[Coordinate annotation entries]

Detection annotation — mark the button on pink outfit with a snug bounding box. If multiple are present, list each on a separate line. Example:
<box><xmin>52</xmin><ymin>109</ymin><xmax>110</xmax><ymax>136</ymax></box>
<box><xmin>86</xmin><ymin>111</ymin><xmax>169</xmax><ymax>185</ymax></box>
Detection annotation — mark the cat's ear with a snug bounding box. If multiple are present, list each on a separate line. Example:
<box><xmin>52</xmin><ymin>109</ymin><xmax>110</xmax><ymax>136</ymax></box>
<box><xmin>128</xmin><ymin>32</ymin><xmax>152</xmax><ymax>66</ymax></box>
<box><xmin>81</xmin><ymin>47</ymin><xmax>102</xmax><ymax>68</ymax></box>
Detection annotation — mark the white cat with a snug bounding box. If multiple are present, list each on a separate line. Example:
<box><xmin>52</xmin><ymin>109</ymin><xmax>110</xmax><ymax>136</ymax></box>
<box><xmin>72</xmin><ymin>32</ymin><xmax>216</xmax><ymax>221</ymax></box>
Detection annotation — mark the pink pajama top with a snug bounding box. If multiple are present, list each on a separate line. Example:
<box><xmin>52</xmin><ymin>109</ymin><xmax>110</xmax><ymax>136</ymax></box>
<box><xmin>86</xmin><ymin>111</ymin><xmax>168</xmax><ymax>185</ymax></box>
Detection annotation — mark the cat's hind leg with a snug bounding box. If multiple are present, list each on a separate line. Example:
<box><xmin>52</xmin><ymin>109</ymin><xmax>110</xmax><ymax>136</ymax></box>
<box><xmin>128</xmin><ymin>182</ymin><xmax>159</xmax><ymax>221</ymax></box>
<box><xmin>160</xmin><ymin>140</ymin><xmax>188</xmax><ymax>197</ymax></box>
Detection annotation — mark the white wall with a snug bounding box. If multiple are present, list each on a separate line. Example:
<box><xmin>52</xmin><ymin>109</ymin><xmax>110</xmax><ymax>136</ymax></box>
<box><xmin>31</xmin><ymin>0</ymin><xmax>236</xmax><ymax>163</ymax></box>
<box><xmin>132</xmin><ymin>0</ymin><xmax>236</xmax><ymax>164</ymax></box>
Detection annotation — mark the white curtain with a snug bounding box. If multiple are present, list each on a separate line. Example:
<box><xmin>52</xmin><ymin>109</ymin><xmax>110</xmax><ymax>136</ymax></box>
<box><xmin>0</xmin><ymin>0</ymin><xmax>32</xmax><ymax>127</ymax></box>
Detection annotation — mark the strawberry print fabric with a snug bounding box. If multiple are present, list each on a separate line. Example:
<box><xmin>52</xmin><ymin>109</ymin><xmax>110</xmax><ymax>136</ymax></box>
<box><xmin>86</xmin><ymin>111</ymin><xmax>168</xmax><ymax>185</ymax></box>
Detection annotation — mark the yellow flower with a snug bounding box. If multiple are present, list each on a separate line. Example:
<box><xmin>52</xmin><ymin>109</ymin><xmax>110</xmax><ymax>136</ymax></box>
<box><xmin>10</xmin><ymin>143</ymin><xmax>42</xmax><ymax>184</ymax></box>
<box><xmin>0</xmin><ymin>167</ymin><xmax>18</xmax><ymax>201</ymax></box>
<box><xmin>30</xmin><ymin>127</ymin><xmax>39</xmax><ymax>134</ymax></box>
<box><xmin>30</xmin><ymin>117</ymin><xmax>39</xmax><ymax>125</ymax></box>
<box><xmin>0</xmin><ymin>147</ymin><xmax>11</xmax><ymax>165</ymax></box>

#### [Task brief]
Identify every line above containing the string "pink" and copy each one out. Case counts.

#### [Result of the exercise]
Detection annotation — mark the button on pink outfit with a snug bounding box. If multiple are present, list each on a separate line. Example:
Detection annotation — mark the pink pajama top with a snug bounding box. If multiple are present, list each on a separate line. Example:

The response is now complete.